Dataset rows

════════════════════

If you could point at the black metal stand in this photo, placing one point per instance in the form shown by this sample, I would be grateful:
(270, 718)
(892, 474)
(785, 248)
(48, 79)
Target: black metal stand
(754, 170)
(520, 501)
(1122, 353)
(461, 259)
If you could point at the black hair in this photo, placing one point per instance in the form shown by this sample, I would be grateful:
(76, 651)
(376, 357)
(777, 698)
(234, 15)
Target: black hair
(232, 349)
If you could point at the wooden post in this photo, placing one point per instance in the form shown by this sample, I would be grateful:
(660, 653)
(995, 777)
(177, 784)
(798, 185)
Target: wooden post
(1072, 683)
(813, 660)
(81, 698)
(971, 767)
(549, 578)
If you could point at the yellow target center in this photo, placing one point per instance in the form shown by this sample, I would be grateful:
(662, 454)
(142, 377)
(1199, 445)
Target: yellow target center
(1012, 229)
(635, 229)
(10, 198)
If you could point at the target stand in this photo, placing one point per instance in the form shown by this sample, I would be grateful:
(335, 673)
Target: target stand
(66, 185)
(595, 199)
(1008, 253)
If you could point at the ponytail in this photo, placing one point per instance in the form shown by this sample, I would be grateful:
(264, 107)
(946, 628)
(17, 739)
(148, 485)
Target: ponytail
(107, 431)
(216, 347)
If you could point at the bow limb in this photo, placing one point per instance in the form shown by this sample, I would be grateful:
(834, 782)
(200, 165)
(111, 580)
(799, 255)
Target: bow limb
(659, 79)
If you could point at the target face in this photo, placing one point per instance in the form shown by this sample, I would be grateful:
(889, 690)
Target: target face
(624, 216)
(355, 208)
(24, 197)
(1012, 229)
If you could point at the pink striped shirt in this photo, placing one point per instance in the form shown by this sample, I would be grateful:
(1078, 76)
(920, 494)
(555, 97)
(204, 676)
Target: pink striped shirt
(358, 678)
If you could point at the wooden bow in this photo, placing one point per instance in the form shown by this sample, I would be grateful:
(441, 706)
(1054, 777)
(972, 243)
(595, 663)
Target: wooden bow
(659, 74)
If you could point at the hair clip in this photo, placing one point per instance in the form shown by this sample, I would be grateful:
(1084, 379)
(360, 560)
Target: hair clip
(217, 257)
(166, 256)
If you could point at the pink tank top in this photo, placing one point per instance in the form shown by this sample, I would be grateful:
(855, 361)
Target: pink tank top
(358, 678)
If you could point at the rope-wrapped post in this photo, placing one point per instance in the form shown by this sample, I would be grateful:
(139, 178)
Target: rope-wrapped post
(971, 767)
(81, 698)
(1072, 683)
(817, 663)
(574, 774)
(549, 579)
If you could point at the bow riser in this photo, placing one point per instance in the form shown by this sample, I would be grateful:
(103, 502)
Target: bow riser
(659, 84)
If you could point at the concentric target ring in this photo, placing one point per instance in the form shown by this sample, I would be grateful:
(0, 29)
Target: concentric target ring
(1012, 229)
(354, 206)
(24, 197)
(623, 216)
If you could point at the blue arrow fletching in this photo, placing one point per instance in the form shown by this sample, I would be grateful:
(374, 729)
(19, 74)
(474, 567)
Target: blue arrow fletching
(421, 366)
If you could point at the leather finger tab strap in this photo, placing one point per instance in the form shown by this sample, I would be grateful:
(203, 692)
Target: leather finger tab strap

════════════════════

▶ _Problem requirements_
Return every entry above verbatim, line for line, with no alterations, additions, or omissions.

▶ _Written solution_
If you could point at the black metal stand in this photo, placing one point per instance in the form shown by this sample, I would be grateful:
(270, 718)
(892, 474)
(785, 248)
(48, 79)
Target: black metal stand
(754, 170)
(520, 501)
(1122, 353)
(461, 259)
If you could point at the black hair in this photo, placing one point per instance in the form shown by this sample, I would be grateful:
(76, 651)
(376, 357)
(777, 698)
(234, 15)
Target: black hair
(232, 349)
If you could point at the wooden post in this photo, placing one point per instance in the form shown by this sample, I would be grateful:
(660, 653)
(995, 777)
(177, 784)
(798, 185)
Target: wooden post
(1072, 683)
(813, 660)
(81, 698)
(971, 767)
(549, 578)
If you could point at the yellow target center in this photo, placing one point per instance in the form shown by this sample, I would be grateful:
(662, 454)
(142, 377)
(1199, 445)
Target: yellow target center
(1012, 229)
(635, 229)
(10, 198)
If you could point at the target stand in this photo, placing one point per instance in the form shown by this sample, I would be grateful:
(335, 673)
Target: target stand
(66, 185)
(595, 199)
(1008, 253)
If you could point at the ponytail in this photo, placing one point per instance in the form shown by this sample, I would be grateful:
(264, 107)
(946, 628)
(17, 739)
(148, 485)
Target: ponytail
(107, 431)
(216, 347)
If you could point at the bow limb in this photo, placing one point per instance in the form shown by this sample, I would be grateful:
(834, 782)
(200, 165)
(111, 580)
(799, 255)
Target: bow limb
(659, 79)
If you could point at the target face in this photo, placing one point per instance in the form shown by this sample, I would be grateful:
(889, 690)
Target: target face
(624, 216)
(355, 208)
(24, 197)
(1012, 229)
If you could point at the pink striped shirt in this photo, placing one point per instance in the form shown by this sample, I would be grateful:
(1078, 76)
(920, 494)
(555, 97)
(204, 676)
Target: pink striped shirt
(358, 678)
If you could point at the wooden bow in this photo, placing one point per instance in the form shown by this sample, I would be grateful:
(441, 706)
(1054, 777)
(972, 243)
(595, 663)
Target: wooden bow
(659, 74)
If you could point at the hair clip in this photo, placing one point per instance in the form shown by this sample, I would be grateful:
(1084, 379)
(360, 560)
Target: hair clip
(217, 257)
(166, 256)
If you could point at the pink tank top in this photo, placing one point per instance in the form shown by this sample, I would be grateful:
(855, 361)
Target: pink tank top
(358, 678)
If you could point at the rope-wrapped post in this photo, placing one point per instance in the form shown by this sample, I would be grateful:
(139, 178)
Target: rope-wrapped post
(971, 767)
(81, 698)
(1072, 683)
(817, 663)
(574, 774)
(549, 579)
If you could point at the bow riser in this photo, placing one point per instance in the form shown by this sample, I would be grateful:
(103, 502)
Target: bow riser
(659, 84)
If you could point at the concentric target ring in this photo, placing one point per instance in the form shown by this sample, I would be grateful:
(0, 29)
Target: concentric target ring
(1012, 229)
(354, 206)
(24, 197)
(623, 216)
If you could point at the blue arrow fletching in this photo, placing one point per instance in the form shown by this sample, I would be grateful:
(374, 729)
(19, 74)
(474, 567)
Target: blue arrow fletching
(421, 366)
If you could point at the leather finger tab strap in this photo, placing one point per instance in the form shown by this sample, I would be grateful:
(203, 692)
Target: leather finger tab strap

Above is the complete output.